> [TASK INSTRUCTIONS]:
When you reach the line with "Note: pick out the fishing" in the listing below, transcribe it and each line after it up to and including the line with "Note: pick out the small", exactly and with nothing else.

> [MATERIAL SHOWN]:
+ + + + + + +
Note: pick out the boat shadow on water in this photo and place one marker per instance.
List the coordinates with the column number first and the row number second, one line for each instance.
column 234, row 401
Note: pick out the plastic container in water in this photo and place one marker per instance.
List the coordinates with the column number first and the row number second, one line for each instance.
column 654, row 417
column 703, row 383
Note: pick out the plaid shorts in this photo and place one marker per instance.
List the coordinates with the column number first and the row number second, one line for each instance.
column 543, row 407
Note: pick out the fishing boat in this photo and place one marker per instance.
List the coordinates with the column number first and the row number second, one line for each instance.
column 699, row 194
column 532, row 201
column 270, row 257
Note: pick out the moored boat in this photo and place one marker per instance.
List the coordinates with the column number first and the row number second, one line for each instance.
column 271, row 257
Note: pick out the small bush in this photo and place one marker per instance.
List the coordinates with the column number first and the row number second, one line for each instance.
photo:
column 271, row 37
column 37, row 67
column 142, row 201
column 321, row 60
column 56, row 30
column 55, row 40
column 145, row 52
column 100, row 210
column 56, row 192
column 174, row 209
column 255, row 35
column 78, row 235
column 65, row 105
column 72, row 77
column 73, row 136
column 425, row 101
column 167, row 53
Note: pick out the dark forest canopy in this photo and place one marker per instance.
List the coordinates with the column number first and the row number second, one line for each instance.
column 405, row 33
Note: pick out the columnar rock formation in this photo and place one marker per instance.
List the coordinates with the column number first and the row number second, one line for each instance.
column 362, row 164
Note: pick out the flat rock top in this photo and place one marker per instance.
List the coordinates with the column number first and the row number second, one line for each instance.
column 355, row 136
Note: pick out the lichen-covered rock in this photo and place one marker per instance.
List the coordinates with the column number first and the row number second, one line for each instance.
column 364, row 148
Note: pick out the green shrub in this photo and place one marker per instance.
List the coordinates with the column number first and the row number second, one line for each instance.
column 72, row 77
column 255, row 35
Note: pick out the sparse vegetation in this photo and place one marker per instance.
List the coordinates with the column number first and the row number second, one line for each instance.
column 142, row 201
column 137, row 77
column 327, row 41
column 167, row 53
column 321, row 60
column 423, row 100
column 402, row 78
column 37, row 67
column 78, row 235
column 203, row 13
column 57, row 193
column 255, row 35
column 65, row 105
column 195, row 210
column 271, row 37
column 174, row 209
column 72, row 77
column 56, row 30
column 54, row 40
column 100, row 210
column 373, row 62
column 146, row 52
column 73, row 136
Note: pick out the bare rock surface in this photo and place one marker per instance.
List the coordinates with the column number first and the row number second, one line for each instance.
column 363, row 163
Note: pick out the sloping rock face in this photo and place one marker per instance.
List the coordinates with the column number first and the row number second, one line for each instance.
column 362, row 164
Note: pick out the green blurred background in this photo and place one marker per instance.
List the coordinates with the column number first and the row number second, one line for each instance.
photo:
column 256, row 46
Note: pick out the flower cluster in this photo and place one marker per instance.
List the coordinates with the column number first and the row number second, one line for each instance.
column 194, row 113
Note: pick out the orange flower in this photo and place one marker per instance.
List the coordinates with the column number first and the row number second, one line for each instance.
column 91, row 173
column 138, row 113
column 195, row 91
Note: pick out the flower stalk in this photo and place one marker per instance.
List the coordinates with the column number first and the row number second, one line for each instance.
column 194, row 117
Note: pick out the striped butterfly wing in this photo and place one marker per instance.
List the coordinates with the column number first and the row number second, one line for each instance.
+ + + + + + +
> [EXERCISE RESPONSE]:
Note: pick out the fishing boat in this photo and place one marker per instance.
List the coordinates with the column number first and the row number second, one line for each instance.
column 699, row 194
column 532, row 201
column 270, row 257
Note: pick out the moored boat in this photo and place one marker per instance.
List the coordinates with the column number first and the row number second, one line for each instance.
column 271, row 257
Note: pick out the small bush in this photo and place one marker per instance.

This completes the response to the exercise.